(GIVEN RECORDS Opens)

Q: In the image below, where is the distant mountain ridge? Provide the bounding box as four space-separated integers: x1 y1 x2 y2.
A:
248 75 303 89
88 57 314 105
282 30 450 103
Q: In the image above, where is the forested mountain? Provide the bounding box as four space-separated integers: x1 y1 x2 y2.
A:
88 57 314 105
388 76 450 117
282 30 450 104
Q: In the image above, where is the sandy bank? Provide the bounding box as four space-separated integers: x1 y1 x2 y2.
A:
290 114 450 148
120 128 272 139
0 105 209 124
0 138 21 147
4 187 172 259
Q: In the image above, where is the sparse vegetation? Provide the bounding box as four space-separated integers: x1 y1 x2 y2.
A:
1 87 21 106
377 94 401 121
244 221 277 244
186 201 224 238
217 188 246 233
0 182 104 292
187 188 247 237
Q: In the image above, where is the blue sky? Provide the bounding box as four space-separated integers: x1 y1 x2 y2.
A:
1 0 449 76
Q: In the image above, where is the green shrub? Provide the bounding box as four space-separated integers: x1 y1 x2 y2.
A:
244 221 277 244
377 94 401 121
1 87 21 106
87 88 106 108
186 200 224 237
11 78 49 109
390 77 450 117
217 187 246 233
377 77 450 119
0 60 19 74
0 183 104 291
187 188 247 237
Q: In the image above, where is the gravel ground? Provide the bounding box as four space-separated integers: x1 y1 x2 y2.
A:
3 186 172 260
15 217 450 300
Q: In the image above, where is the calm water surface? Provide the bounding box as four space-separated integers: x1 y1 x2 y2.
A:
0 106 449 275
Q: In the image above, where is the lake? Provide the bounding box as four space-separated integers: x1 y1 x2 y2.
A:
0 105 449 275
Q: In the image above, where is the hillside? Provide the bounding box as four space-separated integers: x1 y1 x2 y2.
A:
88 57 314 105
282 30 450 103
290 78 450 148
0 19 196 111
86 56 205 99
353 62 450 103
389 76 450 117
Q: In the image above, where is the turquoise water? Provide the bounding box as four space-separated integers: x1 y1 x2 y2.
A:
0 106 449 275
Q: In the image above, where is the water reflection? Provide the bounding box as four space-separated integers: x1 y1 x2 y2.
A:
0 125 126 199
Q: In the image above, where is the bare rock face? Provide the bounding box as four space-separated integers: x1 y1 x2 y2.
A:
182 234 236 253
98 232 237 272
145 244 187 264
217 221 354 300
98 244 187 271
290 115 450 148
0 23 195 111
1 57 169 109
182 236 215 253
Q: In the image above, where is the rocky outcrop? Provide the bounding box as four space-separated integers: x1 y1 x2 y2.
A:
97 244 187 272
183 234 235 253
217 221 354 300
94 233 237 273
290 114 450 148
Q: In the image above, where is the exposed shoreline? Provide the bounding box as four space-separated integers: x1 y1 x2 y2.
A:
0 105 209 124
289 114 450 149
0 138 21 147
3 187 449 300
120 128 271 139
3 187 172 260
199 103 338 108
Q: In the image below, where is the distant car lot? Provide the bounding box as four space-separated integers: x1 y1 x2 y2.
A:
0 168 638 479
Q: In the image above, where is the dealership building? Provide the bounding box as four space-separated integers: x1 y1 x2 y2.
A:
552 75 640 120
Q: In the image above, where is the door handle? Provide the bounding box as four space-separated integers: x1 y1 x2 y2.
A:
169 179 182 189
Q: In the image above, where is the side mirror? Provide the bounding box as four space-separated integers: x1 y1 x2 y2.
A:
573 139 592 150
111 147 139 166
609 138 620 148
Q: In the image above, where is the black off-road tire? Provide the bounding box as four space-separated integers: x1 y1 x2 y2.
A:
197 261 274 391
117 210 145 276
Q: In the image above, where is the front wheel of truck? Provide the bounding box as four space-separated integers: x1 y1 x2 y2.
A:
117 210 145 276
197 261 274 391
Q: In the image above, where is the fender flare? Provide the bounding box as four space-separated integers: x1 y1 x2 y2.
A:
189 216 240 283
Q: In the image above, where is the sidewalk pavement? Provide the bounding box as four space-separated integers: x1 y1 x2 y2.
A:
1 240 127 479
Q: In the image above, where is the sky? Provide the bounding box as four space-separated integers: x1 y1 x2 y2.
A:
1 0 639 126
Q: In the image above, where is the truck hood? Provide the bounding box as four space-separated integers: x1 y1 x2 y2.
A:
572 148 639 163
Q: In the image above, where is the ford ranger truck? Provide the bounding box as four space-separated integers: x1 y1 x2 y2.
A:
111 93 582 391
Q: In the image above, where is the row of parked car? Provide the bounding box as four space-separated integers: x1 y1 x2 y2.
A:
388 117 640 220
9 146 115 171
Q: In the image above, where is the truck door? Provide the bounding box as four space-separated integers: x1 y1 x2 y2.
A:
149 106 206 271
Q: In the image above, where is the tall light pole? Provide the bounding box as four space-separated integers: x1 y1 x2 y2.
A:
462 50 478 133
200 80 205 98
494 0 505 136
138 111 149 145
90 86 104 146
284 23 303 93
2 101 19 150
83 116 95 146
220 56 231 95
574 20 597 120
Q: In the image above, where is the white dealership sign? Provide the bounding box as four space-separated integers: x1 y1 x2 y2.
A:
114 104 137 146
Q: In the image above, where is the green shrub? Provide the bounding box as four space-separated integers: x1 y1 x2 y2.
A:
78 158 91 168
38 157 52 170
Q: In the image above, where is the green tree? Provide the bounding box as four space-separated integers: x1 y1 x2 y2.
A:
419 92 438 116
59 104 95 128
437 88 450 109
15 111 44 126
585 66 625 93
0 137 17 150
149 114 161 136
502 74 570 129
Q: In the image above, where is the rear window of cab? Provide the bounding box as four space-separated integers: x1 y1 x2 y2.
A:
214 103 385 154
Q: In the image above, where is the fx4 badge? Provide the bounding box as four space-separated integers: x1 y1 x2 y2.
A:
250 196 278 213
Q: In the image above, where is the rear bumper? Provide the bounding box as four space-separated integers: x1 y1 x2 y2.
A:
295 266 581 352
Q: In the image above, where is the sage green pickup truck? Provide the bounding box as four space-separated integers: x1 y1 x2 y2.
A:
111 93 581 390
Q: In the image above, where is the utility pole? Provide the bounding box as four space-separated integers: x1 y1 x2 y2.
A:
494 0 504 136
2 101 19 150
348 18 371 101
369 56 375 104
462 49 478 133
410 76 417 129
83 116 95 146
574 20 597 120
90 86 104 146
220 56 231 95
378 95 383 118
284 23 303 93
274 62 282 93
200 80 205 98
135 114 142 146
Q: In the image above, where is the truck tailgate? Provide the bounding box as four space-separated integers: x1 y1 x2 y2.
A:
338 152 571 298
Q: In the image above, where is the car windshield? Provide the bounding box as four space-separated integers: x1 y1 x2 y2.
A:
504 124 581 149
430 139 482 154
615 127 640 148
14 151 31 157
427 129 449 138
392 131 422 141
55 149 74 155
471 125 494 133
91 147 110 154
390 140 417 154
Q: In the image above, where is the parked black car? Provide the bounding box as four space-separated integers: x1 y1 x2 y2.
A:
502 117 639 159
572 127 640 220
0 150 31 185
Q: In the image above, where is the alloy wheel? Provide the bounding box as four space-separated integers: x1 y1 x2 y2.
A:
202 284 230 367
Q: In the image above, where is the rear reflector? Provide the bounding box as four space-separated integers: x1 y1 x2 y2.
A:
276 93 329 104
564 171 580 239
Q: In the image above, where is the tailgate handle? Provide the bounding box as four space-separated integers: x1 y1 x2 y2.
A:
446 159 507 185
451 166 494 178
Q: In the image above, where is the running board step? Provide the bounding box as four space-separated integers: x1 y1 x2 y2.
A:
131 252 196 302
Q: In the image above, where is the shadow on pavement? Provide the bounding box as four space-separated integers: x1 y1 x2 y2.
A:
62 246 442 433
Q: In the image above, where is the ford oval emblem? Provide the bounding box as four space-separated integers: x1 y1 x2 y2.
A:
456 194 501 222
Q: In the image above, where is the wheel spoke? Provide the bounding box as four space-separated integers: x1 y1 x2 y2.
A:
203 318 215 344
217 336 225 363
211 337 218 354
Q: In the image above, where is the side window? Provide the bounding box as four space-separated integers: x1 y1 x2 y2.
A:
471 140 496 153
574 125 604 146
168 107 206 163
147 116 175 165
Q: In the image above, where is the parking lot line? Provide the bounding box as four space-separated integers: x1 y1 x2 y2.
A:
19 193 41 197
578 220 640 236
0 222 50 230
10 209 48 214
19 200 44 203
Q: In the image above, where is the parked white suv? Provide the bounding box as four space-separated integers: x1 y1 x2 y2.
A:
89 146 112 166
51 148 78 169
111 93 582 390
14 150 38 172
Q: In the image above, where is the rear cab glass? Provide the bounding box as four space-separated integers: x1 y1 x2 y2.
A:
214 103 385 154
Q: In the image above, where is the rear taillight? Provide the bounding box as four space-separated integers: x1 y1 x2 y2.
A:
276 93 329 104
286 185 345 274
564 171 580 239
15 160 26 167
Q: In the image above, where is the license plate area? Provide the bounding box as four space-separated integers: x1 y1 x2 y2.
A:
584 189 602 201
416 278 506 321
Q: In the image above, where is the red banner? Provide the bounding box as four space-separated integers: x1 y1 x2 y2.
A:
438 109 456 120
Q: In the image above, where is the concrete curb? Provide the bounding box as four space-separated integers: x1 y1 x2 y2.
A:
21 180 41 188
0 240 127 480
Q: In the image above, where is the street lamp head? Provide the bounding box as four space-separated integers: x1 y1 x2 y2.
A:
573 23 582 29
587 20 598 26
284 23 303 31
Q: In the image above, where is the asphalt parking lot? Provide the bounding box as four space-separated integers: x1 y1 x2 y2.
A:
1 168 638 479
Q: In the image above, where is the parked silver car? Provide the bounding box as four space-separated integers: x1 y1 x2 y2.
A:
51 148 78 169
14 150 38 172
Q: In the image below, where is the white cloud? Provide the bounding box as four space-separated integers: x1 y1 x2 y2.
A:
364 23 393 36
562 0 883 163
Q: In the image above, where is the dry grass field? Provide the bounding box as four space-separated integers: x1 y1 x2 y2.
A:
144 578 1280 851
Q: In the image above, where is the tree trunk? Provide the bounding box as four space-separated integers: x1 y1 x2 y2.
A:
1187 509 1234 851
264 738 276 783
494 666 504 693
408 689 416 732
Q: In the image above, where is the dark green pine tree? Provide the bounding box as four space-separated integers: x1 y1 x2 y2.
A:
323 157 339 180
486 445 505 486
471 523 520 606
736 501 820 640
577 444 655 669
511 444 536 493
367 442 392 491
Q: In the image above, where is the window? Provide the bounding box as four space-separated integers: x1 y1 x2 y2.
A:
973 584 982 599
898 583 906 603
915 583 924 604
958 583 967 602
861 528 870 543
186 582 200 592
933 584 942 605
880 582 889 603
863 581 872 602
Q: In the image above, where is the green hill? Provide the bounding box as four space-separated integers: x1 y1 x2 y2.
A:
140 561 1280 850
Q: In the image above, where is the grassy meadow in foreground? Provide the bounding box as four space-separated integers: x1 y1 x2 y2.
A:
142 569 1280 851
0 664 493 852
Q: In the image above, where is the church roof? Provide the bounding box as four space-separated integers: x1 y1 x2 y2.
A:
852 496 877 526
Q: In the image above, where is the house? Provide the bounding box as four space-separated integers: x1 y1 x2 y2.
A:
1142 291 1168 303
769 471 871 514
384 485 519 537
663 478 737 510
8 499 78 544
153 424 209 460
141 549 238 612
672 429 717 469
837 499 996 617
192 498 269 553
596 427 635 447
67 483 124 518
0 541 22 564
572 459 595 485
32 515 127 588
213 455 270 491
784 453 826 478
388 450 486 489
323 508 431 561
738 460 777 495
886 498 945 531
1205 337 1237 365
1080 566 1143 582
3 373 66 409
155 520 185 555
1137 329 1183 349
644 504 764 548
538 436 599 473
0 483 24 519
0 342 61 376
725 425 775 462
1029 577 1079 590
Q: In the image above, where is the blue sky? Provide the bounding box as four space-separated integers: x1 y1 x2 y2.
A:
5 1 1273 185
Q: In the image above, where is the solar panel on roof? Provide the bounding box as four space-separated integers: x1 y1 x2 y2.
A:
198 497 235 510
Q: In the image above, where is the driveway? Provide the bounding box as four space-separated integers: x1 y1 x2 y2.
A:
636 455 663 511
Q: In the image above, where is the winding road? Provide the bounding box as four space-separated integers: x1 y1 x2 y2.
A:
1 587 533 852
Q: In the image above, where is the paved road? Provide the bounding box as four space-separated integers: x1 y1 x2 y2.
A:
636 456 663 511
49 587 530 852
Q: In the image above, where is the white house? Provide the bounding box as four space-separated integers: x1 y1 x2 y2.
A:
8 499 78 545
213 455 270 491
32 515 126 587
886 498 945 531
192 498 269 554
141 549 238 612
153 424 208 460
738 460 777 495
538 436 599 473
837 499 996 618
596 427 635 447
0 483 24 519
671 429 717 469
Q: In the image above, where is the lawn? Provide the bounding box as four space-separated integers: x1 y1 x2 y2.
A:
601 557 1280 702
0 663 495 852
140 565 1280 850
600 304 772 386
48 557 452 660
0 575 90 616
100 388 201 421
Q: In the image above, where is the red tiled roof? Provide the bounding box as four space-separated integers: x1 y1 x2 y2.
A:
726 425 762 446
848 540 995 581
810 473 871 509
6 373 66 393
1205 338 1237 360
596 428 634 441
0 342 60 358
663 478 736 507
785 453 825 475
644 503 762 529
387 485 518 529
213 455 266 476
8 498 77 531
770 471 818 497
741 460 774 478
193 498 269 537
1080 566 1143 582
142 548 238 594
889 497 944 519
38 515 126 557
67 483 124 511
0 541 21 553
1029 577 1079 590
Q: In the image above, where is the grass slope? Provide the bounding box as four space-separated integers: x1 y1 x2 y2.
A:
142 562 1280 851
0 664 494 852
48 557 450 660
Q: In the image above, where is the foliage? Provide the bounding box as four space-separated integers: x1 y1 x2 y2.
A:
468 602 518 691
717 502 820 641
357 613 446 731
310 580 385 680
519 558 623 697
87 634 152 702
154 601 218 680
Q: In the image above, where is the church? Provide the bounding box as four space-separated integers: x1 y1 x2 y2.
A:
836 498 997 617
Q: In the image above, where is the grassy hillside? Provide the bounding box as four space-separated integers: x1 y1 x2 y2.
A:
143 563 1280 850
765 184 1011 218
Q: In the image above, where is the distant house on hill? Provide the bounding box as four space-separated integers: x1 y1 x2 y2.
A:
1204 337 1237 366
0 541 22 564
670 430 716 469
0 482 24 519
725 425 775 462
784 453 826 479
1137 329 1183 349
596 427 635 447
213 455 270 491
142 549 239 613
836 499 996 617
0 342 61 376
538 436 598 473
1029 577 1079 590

(GIVEN RECORDS Closes)

TASK PROMPT: The word "below" may appear in several lines of the data; count those lines and give only the number.

REPLY TO THE TASK: 3